Extracted records:
▬▬▬▬▬▬▬▬▬▬

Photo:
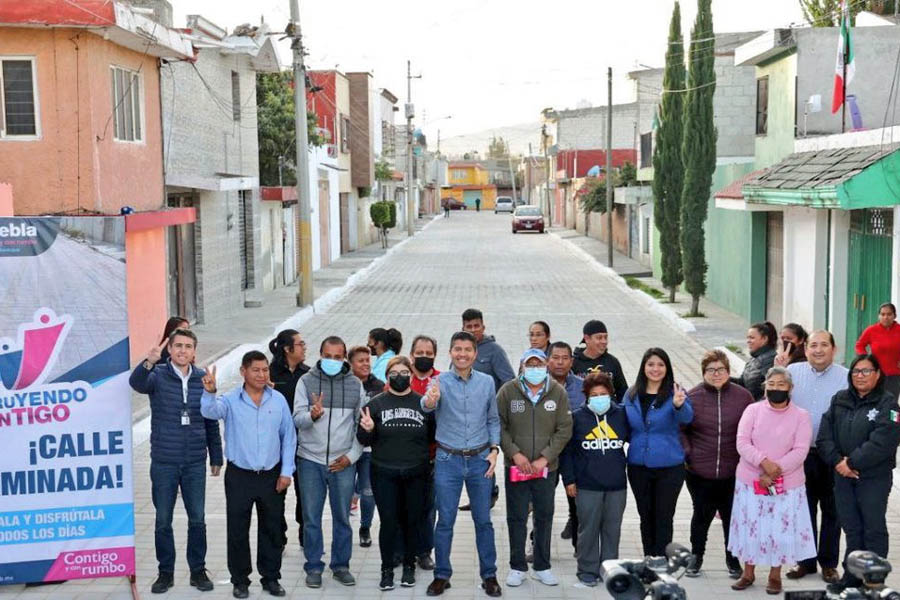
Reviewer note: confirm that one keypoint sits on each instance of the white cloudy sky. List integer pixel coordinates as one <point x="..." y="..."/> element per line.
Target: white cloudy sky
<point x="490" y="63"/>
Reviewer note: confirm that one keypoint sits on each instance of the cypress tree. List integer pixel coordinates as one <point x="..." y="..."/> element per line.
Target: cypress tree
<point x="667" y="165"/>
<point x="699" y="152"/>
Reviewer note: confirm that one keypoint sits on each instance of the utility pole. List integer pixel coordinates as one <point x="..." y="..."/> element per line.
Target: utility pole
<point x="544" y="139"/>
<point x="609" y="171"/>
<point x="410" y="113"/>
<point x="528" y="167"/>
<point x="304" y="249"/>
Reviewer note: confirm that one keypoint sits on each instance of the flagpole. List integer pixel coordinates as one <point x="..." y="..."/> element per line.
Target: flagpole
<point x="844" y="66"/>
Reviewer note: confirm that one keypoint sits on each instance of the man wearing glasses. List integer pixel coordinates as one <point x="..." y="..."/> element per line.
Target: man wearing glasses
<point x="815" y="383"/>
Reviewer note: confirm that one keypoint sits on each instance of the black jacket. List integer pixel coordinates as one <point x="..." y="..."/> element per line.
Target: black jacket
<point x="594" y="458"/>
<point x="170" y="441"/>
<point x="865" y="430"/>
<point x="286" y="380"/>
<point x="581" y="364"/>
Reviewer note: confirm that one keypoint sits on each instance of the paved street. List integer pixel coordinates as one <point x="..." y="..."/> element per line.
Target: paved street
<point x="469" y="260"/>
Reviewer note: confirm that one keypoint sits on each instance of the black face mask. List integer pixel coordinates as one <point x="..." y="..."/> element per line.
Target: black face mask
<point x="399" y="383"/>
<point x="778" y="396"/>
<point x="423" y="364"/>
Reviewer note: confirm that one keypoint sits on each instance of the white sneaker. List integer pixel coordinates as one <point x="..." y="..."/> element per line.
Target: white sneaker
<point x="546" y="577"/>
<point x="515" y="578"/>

▬▬▬▬▬▬▬▬▬▬

Objective: Please transcribe every one of the records above line for line, without changing anything, and leave out the pictures.

Exercise solution:
Photo:
Reviewer note: confirm that one keypoint sits on each instance of the white cloudy sky. List integer pixel coordinates as one <point x="..." y="..."/> element per line.
Target: white cloudy sky
<point x="490" y="63"/>
Reviewer note: confirm that one keypoint sits on each instance of the cypress tree. List integer pixel coordinates as one <point x="..." y="..."/> element per line.
Target: cypress tree
<point x="667" y="165"/>
<point x="699" y="152"/>
Reviewer note: confirm that one keypoint sits on each instance of the utility pole. List integer pixel coordinates as one <point x="..." y="..."/> element per line.
Target: utility pole
<point x="544" y="139"/>
<point x="609" y="171"/>
<point x="410" y="113"/>
<point x="528" y="167"/>
<point x="304" y="249"/>
Reviewer note: confirm that one keypoint sits on each instance of the flagpole. List integer pixel coordinates as one <point x="..." y="..."/> element per line.
Target: flagpole
<point x="844" y="66"/>
Reviewer note: confirm that one keypoint sits on each instance of the man wearing glasses. List integer pixel coordinates as one <point x="..." y="..."/> element per line.
Target: man wearing glasses
<point x="815" y="383"/>
Reviewer note: confirm that one keypoint sits on each instance of the black jacket. List integer pixel coordinates as one <point x="..." y="..."/> element per line.
Target: black jacket
<point x="594" y="458"/>
<point x="170" y="441"/>
<point x="865" y="430"/>
<point x="286" y="380"/>
<point x="581" y="364"/>
Reviewer note: confirm that one keypoint sits on each instance of the paved street. List integer pixel coordinates as one <point x="..." y="..."/> element per line.
Target: paved street
<point x="469" y="260"/>
Reviewer note: confirm that one keypoint sits on each instance of the black face mask. List integer pixel coordinates as one <point x="..." y="..."/> element per line.
Target: black face mask
<point x="399" y="383"/>
<point x="778" y="396"/>
<point x="423" y="364"/>
Reviewer note: confirm that one keypoint sits on each instance of the white sneaker. List integer pixel coordinates as one <point x="..." y="..."/> element per line.
Target: white sneaker
<point x="546" y="577"/>
<point x="515" y="578"/>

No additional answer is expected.